Below is a set of records; restate each one word for word.

Data excerpts:
§

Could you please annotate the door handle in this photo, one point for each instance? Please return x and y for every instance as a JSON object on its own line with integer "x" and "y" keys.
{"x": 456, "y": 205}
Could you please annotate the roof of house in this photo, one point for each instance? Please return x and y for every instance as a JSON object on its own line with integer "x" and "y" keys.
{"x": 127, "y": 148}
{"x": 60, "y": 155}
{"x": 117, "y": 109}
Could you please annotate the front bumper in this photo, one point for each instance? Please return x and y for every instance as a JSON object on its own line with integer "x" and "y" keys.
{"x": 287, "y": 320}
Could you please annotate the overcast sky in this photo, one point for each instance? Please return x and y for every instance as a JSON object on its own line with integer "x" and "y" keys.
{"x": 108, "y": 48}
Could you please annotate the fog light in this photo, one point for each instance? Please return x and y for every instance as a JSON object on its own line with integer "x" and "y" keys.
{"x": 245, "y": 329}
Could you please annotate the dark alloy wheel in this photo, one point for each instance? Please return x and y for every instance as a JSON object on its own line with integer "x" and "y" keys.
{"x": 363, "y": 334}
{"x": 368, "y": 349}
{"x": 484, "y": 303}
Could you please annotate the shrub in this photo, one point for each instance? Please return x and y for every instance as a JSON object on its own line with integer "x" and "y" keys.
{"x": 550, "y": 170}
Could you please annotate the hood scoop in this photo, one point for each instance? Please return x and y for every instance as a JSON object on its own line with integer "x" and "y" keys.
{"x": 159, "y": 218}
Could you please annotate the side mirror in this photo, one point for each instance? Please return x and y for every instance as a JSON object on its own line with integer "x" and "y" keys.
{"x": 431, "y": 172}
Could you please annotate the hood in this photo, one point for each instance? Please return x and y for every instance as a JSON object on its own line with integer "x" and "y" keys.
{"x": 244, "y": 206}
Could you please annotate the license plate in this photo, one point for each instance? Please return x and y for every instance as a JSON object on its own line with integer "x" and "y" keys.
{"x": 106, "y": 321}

§

Completed exercise:
Could you please annotate the door handle in this photo, one point for each instance? Please return x and y for every instance as a JSON object on its own line with integer "x" and "y" keys.
{"x": 456, "y": 205}
Could you please annotate the roof of house in this photo, one point for each instance? Please return x and y for every instance as a JSON object on its own line with integer "x" and "y" keys.
{"x": 127, "y": 148}
{"x": 60, "y": 155}
{"x": 117, "y": 109}
Could you please annotate the front bumper in this photo, one point for each instance? Please return x and y for every instance as a JSON object on its own line with integer "x" and "y" keys.
{"x": 287, "y": 320}
Could you please annotate the overcast sky in this photo, one point for each instance? Please return x and y for every instance as a JSON object on its own line with integer "x" and "y" keys.
{"x": 108, "y": 48}
Could you please annotate the fog light in this photo, one point for each instance? Please return x and y for every instance as a JSON object on its own line with integer "x" and "y" keys.
{"x": 245, "y": 329}
Could you please annotate the dark alloy wheel in this photo, one point for each instance? Please return x and y for every instance as a JSON object on its own line with integer "x" and "y" keys.
{"x": 363, "y": 334}
{"x": 368, "y": 349}
{"x": 484, "y": 303}
Could you please annotate the shrub in this photo, one point for each instance? Please return x and y for every instance as a JSON object on its own line with integer "x" and "y" keys.
{"x": 550, "y": 170}
Could you please annotate the hood scoop in this photo, one point for each instance? Please return x and y for every instance as a JSON object on its own line with integer "x" and "y" keys.
{"x": 159, "y": 218}
Could you please annotate the side mirror in this photo, one point for each instance? Please return x and y for every instance as a JSON object on its own line with integer "x" and "y" keys.
{"x": 431, "y": 172}
Could you please annotate the hood in this photo, one point for each instance? Please return x and y for every instance as a JSON object on its own line with integer "x" and "y" keys.
{"x": 244, "y": 206}
Could you please annotate the license plate in this photo, one point for each instance? Please return x and y for every instance as a JSON object on its own line with integer "x" and "y" keys.
{"x": 106, "y": 321}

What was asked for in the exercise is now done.